Data listing:
--*--

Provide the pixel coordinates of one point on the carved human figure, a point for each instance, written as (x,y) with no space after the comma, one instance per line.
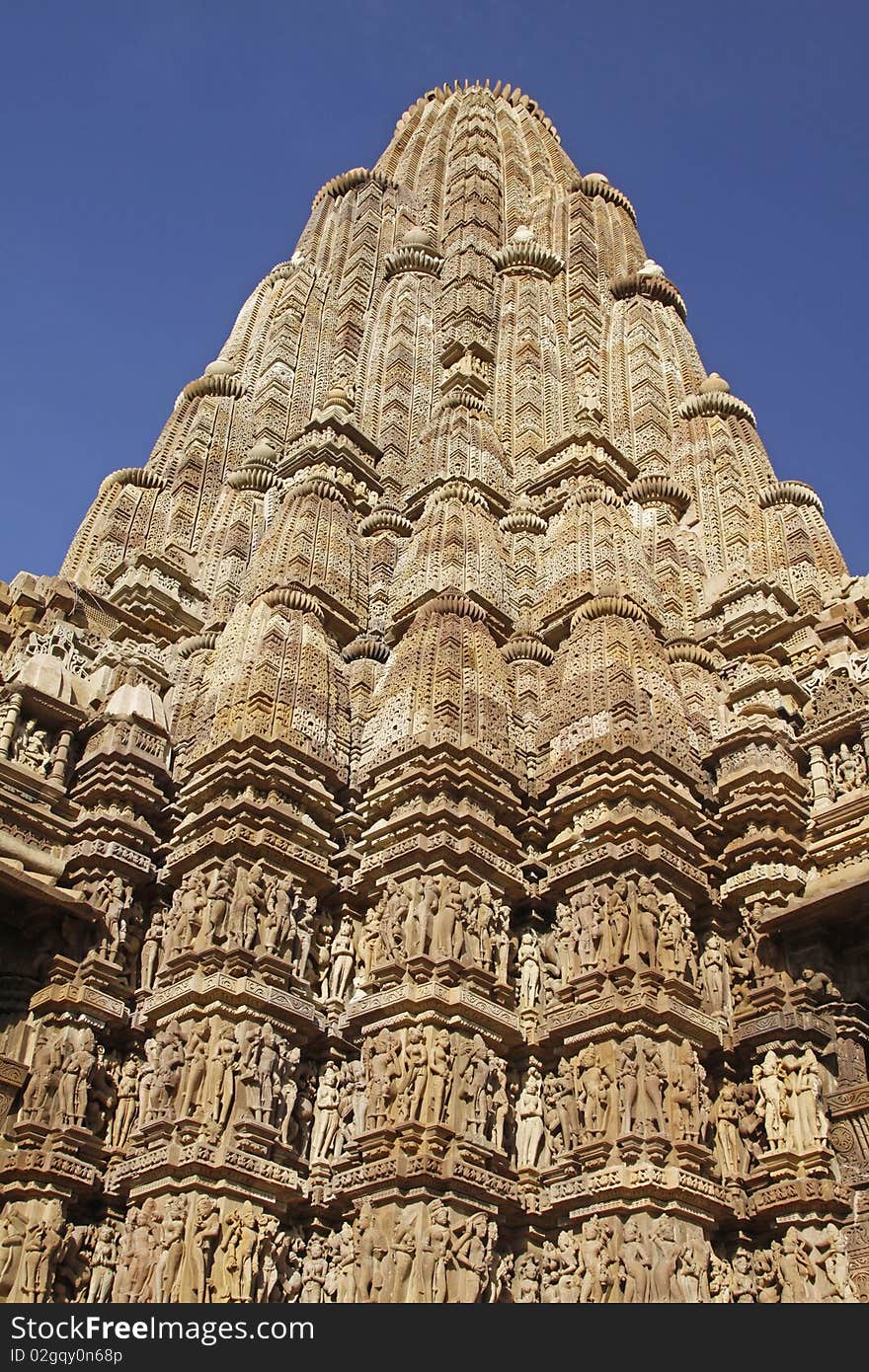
(218,904)
(593,1093)
(795,1269)
(172,1250)
(530,1133)
(151,950)
(341,960)
(74,1082)
(200,1253)
(806,1122)
(315,1272)
(41,1248)
(189,906)
(439,1065)
(445,919)
(637,1262)
(429,900)
(587,914)
(32,748)
(847,769)
(592,1252)
(103,1258)
(434,1250)
(277,928)
(769,1080)
(528,967)
(414,929)
(641,942)
(326,1114)
(616,926)
(404,1252)
(306,931)
(472,1258)
(246,906)
(743,1287)
(197,1052)
(729,1149)
(41,1090)
(220,1082)
(715,975)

--*--

• [REQUIRED WORK]: Rewrite the records above, switching "carved human figure" to "sculpted human figure" and keeping everything else the same. Leave the pictures out of your answer.

• [RESPONSE FOR THIS EXERCISE]:
Provide the pixel coordinates of one point on the sculpted human figure, a point for each instance, written as (x,y) with no space after the comma, one instance per line.
(218,904)
(593,1093)
(795,1269)
(172,1250)
(530,1133)
(151,950)
(341,960)
(74,1082)
(200,1253)
(806,1122)
(315,1272)
(41,1248)
(189,906)
(439,1065)
(445,919)
(637,1262)
(429,900)
(587,914)
(32,748)
(847,769)
(592,1252)
(103,1258)
(434,1250)
(277,928)
(769,1080)
(528,967)
(414,929)
(641,942)
(326,1114)
(616,926)
(404,1252)
(306,931)
(472,1258)
(246,906)
(743,1287)
(197,1052)
(729,1149)
(41,1090)
(220,1082)
(715,975)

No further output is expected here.